◆ **Challenge 1**:
Answer these questions from the abstract on transitions and institutional complexity:
(a) What case study illustrates the phase model?
(b) Which two methods produced the results?
(c) What do actors in a field need to navigate prolonged phases of competing cultural demands?
◆ **Challenge 2**:
Translate this sentence from the abstract on transitions and institutional complexity into Spanish: "Gaining a more balanced perspective of both organizational and field-level reconfigurations may help better explain why transitions succeed in some places and fail in others."

◆ **Extract provided**:
Abstract

Transitions from one socio-technical regime configuration to another entail long phases of institutional complexity, where two or more field logics co-exist in a sector and induce incompatibilities and frictions. This paper presents a dynamic phase model, which characterizes the types of institutional complexity that may build up and settle across various phases of a transition, illustrated with a case study from the diffusion of onsite water reuse in San Francisco. Results from semi-structured expert interviews and a focus group demonstrate that different forms of institutional complexity may follow each other in a transition trajectory and that formidable strategic agency is needed by the actors in a field in navigating prolonged phases of competing cultural demands. Gaining a more balanced perspective of both organizational and field-level reconfigurations may help better explain why transitions succeed in some places and fail in others.

Records from a collection

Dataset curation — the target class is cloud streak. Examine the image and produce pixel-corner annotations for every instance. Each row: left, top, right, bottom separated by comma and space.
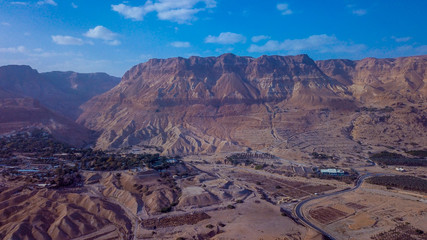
51, 35, 85, 46
83, 25, 121, 46
37, 0, 58, 6
205, 32, 246, 44
248, 34, 366, 54
276, 3, 294, 15
0, 46, 25, 53
171, 41, 191, 48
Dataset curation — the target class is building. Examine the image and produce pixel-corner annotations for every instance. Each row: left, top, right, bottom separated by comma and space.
320, 168, 345, 176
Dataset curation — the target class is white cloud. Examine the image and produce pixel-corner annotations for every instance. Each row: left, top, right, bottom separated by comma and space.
391, 36, 412, 42
276, 3, 293, 15
10, 2, 28, 6
205, 32, 246, 44
248, 34, 366, 54
171, 41, 191, 48
52, 35, 85, 45
105, 40, 122, 46
111, 3, 146, 21
251, 35, 271, 42
111, 0, 216, 24
37, 0, 58, 6
84, 26, 121, 46
84, 26, 117, 40
347, 4, 368, 16
352, 9, 368, 16
0, 46, 25, 53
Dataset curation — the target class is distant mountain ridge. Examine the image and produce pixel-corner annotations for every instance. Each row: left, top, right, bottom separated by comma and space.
0, 65, 119, 146
0, 65, 120, 119
77, 54, 427, 153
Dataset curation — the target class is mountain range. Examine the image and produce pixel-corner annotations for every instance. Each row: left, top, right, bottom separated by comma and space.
0, 54, 427, 154
0, 65, 120, 146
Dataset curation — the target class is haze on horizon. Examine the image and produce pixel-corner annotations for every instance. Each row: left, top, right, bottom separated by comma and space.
0, 0, 427, 76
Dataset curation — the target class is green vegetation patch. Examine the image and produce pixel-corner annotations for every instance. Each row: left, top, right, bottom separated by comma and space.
371, 151, 427, 166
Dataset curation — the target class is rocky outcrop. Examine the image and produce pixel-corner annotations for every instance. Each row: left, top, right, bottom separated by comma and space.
77, 54, 355, 154
0, 65, 120, 120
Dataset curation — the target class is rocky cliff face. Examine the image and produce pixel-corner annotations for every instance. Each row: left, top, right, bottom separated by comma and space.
0, 98, 94, 146
316, 56, 427, 105
0, 65, 120, 120
78, 54, 355, 154
77, 54, 427, 154
0, 65, 119, 146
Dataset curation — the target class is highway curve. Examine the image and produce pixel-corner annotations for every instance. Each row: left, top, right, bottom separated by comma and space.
295, 173, 373, 240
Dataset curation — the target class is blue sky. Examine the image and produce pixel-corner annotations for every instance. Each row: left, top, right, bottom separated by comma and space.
0, 0, 427, 76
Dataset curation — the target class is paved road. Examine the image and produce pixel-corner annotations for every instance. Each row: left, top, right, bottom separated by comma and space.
295, 173, 373, 240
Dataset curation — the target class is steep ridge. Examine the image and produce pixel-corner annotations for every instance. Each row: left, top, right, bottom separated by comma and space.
0, 65, 120, 120
0, 65, 119, 146
316, 56, 427, 105
0, 98, 94, 146
77, 54, 355, 154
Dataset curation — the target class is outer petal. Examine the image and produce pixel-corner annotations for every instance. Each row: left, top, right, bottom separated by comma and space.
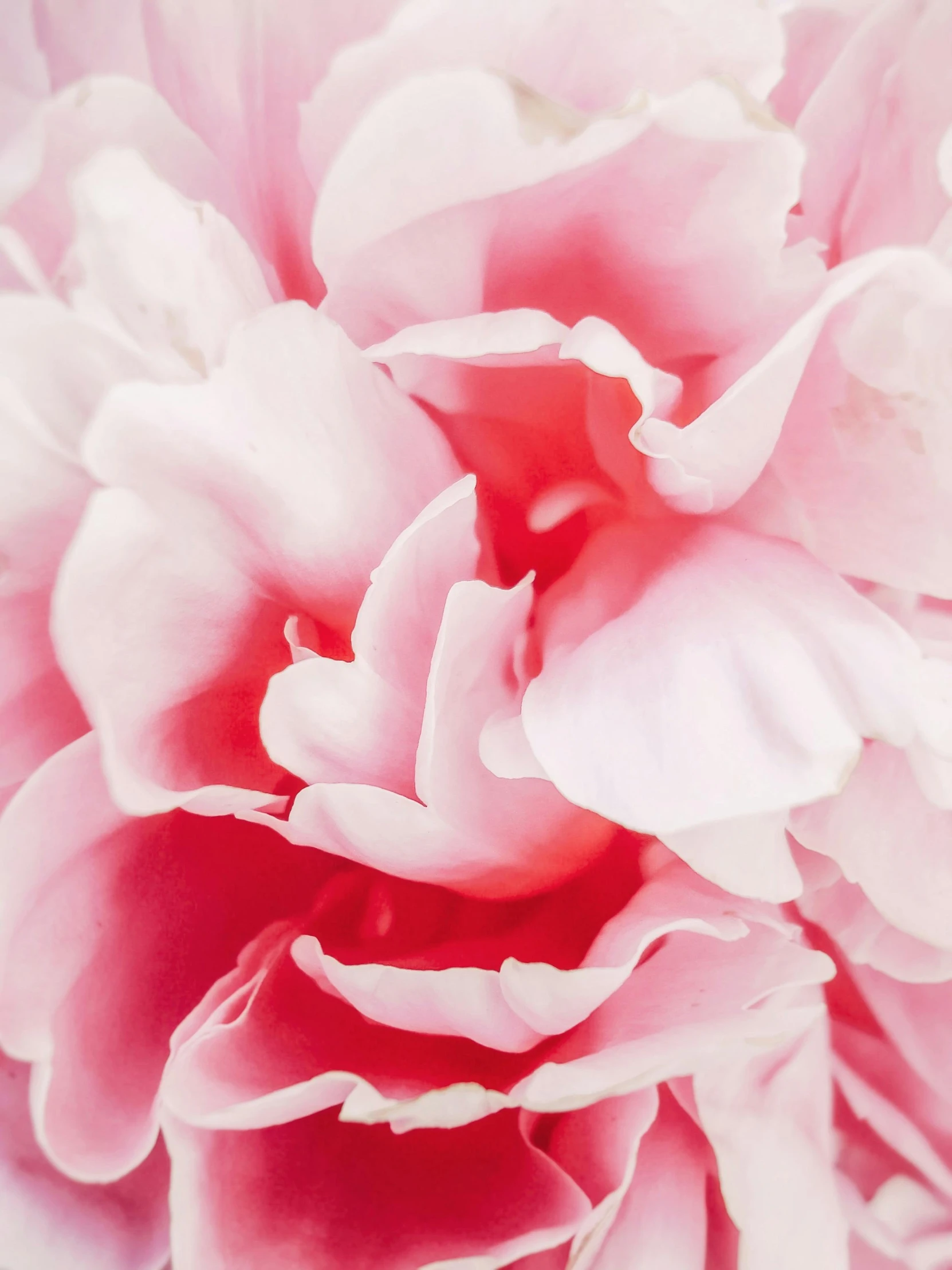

◆ **Written response 1**:
(a) The diffusion of onsite water reuse in San Francisco.
(b) Semi-structured expert interviews and a focus group.
(c) Formidable strategic agency.

◆ **Written response 2**:
Obtener una perspectiva más equilibrada de las reconfiguraciones tanto organizativas como a nivel de campo puede ayudar a explicar mejor por qué las transiciones tienen éxito en algunos lugares y fracasan en otros.